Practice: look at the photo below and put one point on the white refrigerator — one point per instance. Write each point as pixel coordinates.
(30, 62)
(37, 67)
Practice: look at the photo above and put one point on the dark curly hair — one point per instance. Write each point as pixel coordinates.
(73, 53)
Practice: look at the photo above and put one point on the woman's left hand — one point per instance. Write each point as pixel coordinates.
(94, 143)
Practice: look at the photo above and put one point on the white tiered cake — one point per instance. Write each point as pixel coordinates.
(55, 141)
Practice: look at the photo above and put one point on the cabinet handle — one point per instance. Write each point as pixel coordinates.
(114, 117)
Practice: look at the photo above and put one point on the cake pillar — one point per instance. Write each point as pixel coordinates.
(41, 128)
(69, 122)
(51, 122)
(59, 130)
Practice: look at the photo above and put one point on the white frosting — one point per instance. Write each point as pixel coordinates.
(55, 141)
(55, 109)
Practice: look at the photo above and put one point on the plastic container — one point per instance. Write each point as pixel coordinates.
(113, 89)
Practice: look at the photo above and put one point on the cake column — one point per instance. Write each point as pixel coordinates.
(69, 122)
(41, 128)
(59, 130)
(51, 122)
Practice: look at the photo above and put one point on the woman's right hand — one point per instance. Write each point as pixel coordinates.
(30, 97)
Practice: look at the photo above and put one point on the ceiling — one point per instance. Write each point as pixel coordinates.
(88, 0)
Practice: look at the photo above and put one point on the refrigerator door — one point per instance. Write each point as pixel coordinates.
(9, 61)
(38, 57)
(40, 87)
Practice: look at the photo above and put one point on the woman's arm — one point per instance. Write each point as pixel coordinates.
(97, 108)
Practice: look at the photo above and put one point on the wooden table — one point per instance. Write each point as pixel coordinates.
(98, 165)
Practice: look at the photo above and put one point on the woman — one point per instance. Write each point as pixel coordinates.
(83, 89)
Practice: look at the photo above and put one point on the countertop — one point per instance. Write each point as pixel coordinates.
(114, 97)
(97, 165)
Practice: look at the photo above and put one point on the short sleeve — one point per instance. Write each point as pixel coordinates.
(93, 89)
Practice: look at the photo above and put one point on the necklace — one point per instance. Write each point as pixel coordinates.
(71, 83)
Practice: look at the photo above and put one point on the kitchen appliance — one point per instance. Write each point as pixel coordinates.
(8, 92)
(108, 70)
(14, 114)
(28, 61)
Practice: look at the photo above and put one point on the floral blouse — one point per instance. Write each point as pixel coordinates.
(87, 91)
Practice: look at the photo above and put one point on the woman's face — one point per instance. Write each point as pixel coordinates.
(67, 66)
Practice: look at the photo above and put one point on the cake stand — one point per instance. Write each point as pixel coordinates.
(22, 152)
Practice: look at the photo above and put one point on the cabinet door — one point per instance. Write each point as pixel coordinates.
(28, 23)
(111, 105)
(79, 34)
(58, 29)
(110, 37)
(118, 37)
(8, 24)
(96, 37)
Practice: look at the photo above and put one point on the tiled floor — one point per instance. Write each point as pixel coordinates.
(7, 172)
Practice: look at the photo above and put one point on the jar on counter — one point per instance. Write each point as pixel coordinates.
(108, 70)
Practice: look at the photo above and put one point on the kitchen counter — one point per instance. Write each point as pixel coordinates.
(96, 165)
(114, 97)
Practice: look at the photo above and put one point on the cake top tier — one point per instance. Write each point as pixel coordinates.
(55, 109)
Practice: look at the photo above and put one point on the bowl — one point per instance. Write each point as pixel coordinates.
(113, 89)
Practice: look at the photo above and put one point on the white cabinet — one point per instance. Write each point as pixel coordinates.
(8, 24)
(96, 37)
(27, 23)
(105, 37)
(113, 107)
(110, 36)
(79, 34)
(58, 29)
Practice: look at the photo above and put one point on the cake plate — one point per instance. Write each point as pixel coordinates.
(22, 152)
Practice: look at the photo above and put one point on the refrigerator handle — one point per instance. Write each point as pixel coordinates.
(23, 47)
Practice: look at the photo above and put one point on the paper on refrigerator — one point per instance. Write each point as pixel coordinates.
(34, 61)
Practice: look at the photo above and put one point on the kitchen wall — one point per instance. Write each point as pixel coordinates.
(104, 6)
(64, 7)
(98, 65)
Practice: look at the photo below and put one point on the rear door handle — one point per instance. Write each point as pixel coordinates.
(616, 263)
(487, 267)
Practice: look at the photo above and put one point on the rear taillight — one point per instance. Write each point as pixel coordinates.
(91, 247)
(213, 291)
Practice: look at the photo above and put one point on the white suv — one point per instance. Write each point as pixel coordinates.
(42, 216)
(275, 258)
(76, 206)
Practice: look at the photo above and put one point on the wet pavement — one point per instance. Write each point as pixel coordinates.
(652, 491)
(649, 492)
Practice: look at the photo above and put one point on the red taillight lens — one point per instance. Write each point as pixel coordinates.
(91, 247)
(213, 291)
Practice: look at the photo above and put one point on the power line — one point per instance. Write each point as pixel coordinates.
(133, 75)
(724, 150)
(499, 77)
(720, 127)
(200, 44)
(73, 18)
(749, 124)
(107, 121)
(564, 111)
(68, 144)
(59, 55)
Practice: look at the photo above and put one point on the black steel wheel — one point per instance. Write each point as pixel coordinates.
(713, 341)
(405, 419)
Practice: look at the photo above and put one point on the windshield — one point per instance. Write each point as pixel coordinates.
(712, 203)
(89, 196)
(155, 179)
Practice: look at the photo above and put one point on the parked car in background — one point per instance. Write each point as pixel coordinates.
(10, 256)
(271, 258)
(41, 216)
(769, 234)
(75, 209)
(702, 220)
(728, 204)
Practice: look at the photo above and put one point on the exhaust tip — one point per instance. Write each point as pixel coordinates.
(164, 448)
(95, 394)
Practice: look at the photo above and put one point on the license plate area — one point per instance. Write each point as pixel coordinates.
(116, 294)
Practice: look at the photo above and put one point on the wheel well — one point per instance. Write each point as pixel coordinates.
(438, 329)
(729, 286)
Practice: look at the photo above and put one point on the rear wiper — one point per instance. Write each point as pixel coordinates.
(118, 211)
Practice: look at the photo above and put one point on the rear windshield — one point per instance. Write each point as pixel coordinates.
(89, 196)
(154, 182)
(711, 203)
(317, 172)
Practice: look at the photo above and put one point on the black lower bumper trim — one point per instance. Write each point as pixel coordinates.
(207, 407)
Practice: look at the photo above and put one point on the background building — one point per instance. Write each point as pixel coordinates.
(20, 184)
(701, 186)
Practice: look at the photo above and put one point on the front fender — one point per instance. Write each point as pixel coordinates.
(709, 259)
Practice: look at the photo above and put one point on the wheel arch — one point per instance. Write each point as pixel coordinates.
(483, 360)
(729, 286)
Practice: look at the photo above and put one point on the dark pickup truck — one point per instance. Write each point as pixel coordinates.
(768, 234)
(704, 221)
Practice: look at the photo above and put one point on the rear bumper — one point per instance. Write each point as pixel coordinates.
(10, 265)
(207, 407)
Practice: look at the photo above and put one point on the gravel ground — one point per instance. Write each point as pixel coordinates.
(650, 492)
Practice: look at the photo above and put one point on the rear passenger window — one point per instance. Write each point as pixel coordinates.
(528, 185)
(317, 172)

SET EXERCISE:
Output the entries exactly.

TASK RESULT:
Practice: look at the photo below and put one point on the white refrigerator — one point per instance. Write each point as pixel coordinates.
(30, 62)
(37, 67)
Practice: look at the photo above and put one point on the dark curly hair — one point per instance. Write each point as pixel coordinates.
(73, 53)
Practice: look at the photo above and put one point on the woman's left hand — one point per instance. Write each point as pixel coordinates.
(94, 143)
Practice: look at the photo above and put one point on the white tiered cake — one point per instance. Write each point as pixel coordinates.
(55, 141)
Practice: look at the photo above and put one point on the cabinet handle — one point per instance. Write each point as pixel coordinates.
(114, 117)
Practice: look at the photo above and put one point on the cake pillar — one point per instance. Write each point as pixel coordinates.
(41, 128)
(69, 122)
(51, 122)
(59, 130)
Practice: look at the photo above and put one point on the white frosting — one point per instance. Write each point as pixel coordinates.
(55, 141)
(55, 109)
Practice: look at the photo above and put one point on the plastic container — one point per instance. Write each point as pixel coordinates.
(113, 89)
Practice: look at the photo above and put one point on the cake column — one point per instance. Write each point as pixel coordinates.
(69, 122)
(41, 128)
(59, 130)
(51, 122)
Practice: look at the photo above and put one point on the woman's right hand — one point per instance. Write each point as pixel coordinates.
(30, 97)
Practice: look at the photo above and put one point on the ceiling — one point per instance. Write each point as pixel coordinates.
(88, 0)
Practice: look at the photo above and put one point on the refrigerator door — one point per instance. Write each point as pixel coordinates.
(9, 61)
(38, 57)
(40, 87)
Practice: look at the photo above and put one point on the woman's arm — one point per instance. Write each point as pixel coordinates.
(97, 108)
Practice: look at the photo above and put one point on the wooden table — one point per instance. Write each point as pixel coordinates.
(98, 165)
Practice: look at the photo above and put one point on the woman — one point per instance. Write each point as pixel coordinates.
(83, 89)
Practice: look at the photo above and put one point on the countertop — one point per instance. Write each point as pixel coordinates.
(114, 97)
(97, 165)
Practice: look at the photo above and put one point on the short sleeve — one point per instance. Write each point as pixel coordinates.
(93, 89)
Practice: look at the photo above and put one point on the necklace — one point per instance. Write each point as pixel coordinates.
(71, 83)
Practice: look at the photo above and put one point on the kitchen appliance — one point per instance. Write each point as pixel coordinates.
(8, 92)
(108, 70)
(14, 114)
(28, 61)
Practice: look at the photo above and put one point on the floral blouse — one point per instance. Write each point as pixel coordinates.
(87, 91)
Practice: look at the photo above and put one point on the woman's face — one point per instance. Write each point as pixel coordinates.
(67, 66)
Practice: look at the photo above and put one point on the cake stand — one point per instance. Write each point as pixel coordinates.
(22, 152)
Practice: look at the photo above and put one point on the cabinet door — one point per instance. Write each point as pixel coordinates.
(28, 23)
(111, 105)
(79, 34)
(58, 29)
(110, 37)
(118, 37)
(8, 24)
(96, 37)
Practice: look at the photo above and put one point on the tiled floor — one point per instance. Write each point as pixel coordinates.
(7, 172)
Practice: look at the photo above and put one point on the jar on counter — one point per instance. Write each point as pixel coordinates.
(108, 70)
Practice: look at the photo above and put one point on the kitchen counter — one point per instance. Write each point as pixel coordinates.
(96, 165)
(114, 97)
Practice: look at the photo above and put one point on the cake top tier — one point per instance. Write each point as pixel coordinates.
(55, 109)
Practice: look at the photo above and put one point on the bowl — one point per instance. Write each point as pixel coordinates.
(113, 89)
Practice: look at the photo above and put one point on the white cabinet — one point per instance. Write each point as pixel coordinates.
(8, 24)
(96, 37)
(27, 23)
(105, 37)
(113, 107)
(110, 36)
(79, 34)
(58, 29)
Practice: look at the photo above and put one point on the cake plate — one point per instance. Write each point as pixel coordinates.
(22, 152)
Practice: look at the photo above and put one point on the refrigerator handle — one point per instance. Write each point as pixel coordinates.
(23, 47)
Practice: look at the photo above and put one point on the paper on refrigerator — one point per instance. Write each point as pixel coordinates.
(34, 61)
Practice: look at the photo above and put one point on the kitchen wall — one point per instance. Write each point as pixel coordinates.
(104, 6)
(64, 7)
(98, 65)
Practice: look at the photo below and put one point on the rear door handle — one point per instance. Write each point as pixel coordinates.
(616, 263)
(487, 267)
Practice: look at the photo above and put one point on the rear taillight — one point per instance. Write each point as pixel coordinates.
(91, 247)
(213, 291)
Practice: look at the photo above and put one point on the white suv — one point per instance. Write each point as pixel coordinates.
(42, 216)
(275, 258)
(76, 206)
Practice: look at the photo above and put one point on the wet pavement — one point per instance. Write each point as pixel coordinates.
(652, 491)
(649, 492)
Practice: look at the photo above and put one point on the red taillight lens — one point per instance. Write each point as pixel coordinates.
(91, 247)
(213, 291)
Practice: look at the photo above and put one point on the power line — one point per instance. Write each point as pixel coordinates.
(133, 75)
(724, 150)
(499, 77)
(720, 127)
(200, 44)
(73, 18)
(749, 124)
(107, 121)
(564, 111)
(68, 144)
(59, 55)
Practice: look at the photo above and put one point on the black steel wheel — one point per instance. Write each point as pixel coordinates.
(713, 341)
(405, 419)
Practice: look at the photo above and put one point on the windshield — one point per instance. Write each point as pixel coordinates.
(712, 203)
(89, 196)
(155, 179)
Practice: look at the photo above and put one point on the parked car in background — one point per instance. Write each point as pixel coordinates.
(10, 256)
(271, 258)
(41, 216)
(769, 234)
(75, 209)
(702, 220)
(728, 204)
Practice: look at the photo above and put one point on the exhaust tip — one point per instance. Write each point as pixel coordinates.
(164, 448)
(95, 394)
Practice: look at the photo above and put one point on the license plate area — one point per instance. Write each point as pixel coordinates.
(116, 294)
Practice: look at the photo above and put one point on the wheel well — one point per instance. Write each point as pixel coordinates.
(438, 329)
(729, 286)
Practice: look at the photo above and put one point on the rear wiper — one point per instance. Write each point as pixel coordinates.
(118, 211)
Practice: look at the photo above and put one point on the rear windshield — one point per instance. Write each point as pixel coordinates.
(89, 196)
(154, 182)
(711, 203)
(317, 172)
Practice: look at the photo above and put one point on the black lower bumper trim — one point per instance. Write each point as pixel coordinates.
(207, 407)
Practice: look at the photo above and put one point on the background building — one point per instance. Write each point as pixel coordinates.
(20, 184)
(701, 186)
Practice: look at the photo above and put one point on the front fender — one point per instance. Write each point as pixel coordinates.
(709, 259)
Practice: look at the photo above and put one point on the wheel arch — one point per instance. Write each point as pixel coordinates.
(483, 360)
(729, 286)
Practice: look at the photo above and put one point on the dark pickup truck — one point per instance. Write each point as pixel coordinates.
(768, 234)
(704, 221)
Practice: look at the photo above and put one point on the rear bumper — one point per instance. Write each point as pixel coordinates.
(10, 265)
(207, 407)
Practice: look at the photo above and put one point on the gravel ground — one point per instance. Write each point as pixel coordinates.
(650, 492)
Practice: look at the photo above and put one point on the rear passenger window — one point per instance. Write each point as pixel coordinates.
(528, 185)
(317, 172)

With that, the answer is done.